---- Data extract

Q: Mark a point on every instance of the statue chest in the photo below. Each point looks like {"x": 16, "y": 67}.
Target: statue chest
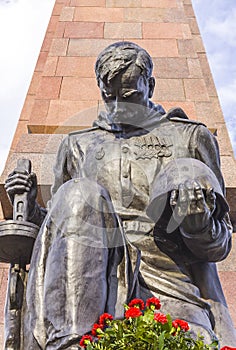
{"x": 126, "y": 167}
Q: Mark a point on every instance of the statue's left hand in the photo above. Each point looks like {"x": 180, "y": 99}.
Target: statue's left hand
{"x": 192, "y": 207}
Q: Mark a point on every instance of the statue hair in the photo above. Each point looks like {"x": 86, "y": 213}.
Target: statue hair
{"x": 118, "y": 57}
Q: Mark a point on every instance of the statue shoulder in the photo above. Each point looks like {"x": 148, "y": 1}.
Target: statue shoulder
{"x": 178, "y": 115}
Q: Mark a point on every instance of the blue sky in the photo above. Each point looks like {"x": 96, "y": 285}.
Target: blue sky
{"x": 28, "y": 19}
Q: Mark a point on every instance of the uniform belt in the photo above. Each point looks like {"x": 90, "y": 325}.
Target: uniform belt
{"x": 137, "y": 226}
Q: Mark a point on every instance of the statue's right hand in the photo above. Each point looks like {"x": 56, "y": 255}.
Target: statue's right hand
{"x": 21, "y": 182}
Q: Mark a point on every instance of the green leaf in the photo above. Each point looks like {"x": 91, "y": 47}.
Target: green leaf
{"x": 161, "y": 340}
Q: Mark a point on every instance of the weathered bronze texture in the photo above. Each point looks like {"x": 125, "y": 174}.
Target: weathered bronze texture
{"x": 98, "y": 247}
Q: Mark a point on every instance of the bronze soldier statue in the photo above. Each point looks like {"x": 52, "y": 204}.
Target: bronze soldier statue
{"x": 137, "y": 210}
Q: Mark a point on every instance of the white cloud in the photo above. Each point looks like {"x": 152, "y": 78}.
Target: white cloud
{"x": 22, "y": 26}
{"x": 223, "y": 29}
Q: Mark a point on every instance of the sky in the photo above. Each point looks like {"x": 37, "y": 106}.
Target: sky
{"x": 22, "y": 28}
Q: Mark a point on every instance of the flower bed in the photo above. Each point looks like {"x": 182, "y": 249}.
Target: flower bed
{"x": 144, "y": 328}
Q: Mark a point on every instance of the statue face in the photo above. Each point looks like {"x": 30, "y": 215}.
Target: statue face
{"x": 126, "y": 96}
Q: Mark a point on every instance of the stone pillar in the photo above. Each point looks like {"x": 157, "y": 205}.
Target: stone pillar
{"x": 63, "y": 95}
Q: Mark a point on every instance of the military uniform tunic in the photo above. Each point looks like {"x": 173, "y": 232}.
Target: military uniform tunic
{"x": 180, "y": 269}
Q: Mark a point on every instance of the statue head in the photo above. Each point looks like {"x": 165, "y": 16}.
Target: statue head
{"x": 124, "y": 76}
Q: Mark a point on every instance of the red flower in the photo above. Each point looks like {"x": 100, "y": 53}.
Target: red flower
{"x": 161, "y": 318}
{"x": 85, "y": 340}
{"x": 138, "y": 303}
{"x": 104, "y": 317}
{"x": 95, "y": 327}
{"x": 153, "y": 301}
{"x": 133, "y": 312}
{"x": 180, "y": 323}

--------

Write out the records above, beginning with the line that contains "Q: Mark a point on every instance of the statue head" and continuing through the end of the records, keeping every line identical to how it appears.

Q: Mark a point on every instance of the statue head in the photo above. Each point looks like {"x": 165, "y": 16}.
Target: statue head
{"x": 124, "y": 76}
Q: Mark a point on every instance of the red flower in the photo above. Each point looks like {"x": 100, "y": 53}.
Target: red flower
{"x": 161, "y": 318}
{"x": 85, "y": 340}
{"x": 138, "y": 303}
{"x": 104, "y": 317}
{"x": 95, "y": 327}
{"x": 153, "y": 301}
{"x": 133, "y": 312}
{"x": 180, "y": 323}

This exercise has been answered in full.